(What is expected)
Write out the data below in full, unchanged, minus the images.

[Stored items from a collection]
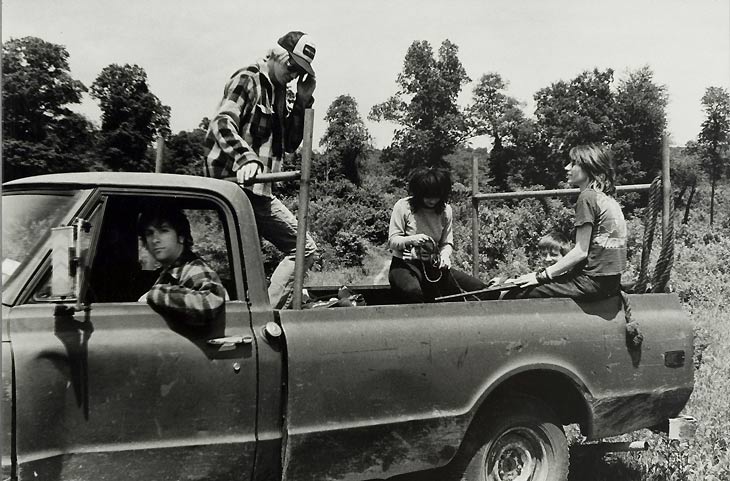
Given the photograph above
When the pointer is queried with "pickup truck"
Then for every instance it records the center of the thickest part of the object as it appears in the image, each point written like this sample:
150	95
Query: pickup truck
99	386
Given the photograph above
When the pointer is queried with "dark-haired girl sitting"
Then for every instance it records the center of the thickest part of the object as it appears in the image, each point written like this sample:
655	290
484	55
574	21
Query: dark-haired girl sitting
421	240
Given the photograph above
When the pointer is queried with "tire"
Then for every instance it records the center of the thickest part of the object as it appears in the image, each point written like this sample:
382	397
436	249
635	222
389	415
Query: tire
519	439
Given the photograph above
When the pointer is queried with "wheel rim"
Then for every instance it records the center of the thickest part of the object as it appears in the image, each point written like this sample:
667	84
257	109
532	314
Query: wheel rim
517	455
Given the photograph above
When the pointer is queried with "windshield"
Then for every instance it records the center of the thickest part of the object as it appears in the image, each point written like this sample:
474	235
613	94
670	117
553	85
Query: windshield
27	221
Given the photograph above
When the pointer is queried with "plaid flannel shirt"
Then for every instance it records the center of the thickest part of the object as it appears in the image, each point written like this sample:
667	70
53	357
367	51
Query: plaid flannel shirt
189	288
253	124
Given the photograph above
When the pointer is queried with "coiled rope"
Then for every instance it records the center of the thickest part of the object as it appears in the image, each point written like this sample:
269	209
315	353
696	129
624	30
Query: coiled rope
663	267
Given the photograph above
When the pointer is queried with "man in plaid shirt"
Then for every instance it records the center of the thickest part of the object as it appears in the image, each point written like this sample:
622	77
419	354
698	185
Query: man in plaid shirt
253	129
186	287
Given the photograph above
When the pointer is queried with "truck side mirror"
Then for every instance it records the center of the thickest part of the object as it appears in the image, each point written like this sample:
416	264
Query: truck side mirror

(Answer for this exercise)
Given the photograph above
When the pointer is queried with "pickup truck"
Then for every instance it records the center of the thickest part of the object as it appears in the image, each point written like this sample:
150	95
Query: pickup truck
99	386
Given the photograph above
When the pointer is queried with "dark-haired girl sitting"
Then for every instance it records the center of the thickest part of the object as it appears in the image, each point written like this sample:
655	290
484	55
574	21
Query: dark-haired girl sitting
421	240
Given the photograph above
When the pointer is queried with "tire"
Then for every instance it records the center of the thickest part of the object as it appears in the image, each point written like this sample:
382	397
436	249
635	222
389	415
Query: tire
519	439
Given the photograph above
When the pointer is queried with "wheel rim"
Then for every instance it records the center of the thickest part of the object as it appears in the image, each point written like this sample:
667	84
257	109
532	314
Query: wheel rim
517	455
Given the photograph above
When the pointer is queried with "windshield"
Then for every instance it records the center of the thickest part of the object as it appears in the image, each point written like this sample:
474	235
613	94
670	117
553	85
Query: windshield
27	221
Given the photograph above
When the pointer is queried with "plaid flannel shirt"
Then for every instance it records the center of the thickest part of the object as it appears in the image, each point written like this sample:
667	70
53	357
367	51
Query: plaid flannel shirt
189	288
253	124
Given the photograph above
When the pointer is queried with "coiled rope"
Then for every instance it records the center of the thickest part of the object as it appears in the image, each point written like this sample:
269	209
315	353
696	129
624	30
Query: coiled rope
663	267
Given the photograph above
When the pointer is queried with "man in plaid shirt"
Then for every instance it records the center of the thickest part of the object as it appears in the image, each point written like this sample:
622	77
419	354
698	185
Query: man in plaid shirt
253	129
186	287
Given the photograph above
When the pointer is queried with "truck side mirror"
Then for every instance it records the center of the thickest part of the object as it appears in the image, each point written like this sample:
416	264
Query: truck side mirror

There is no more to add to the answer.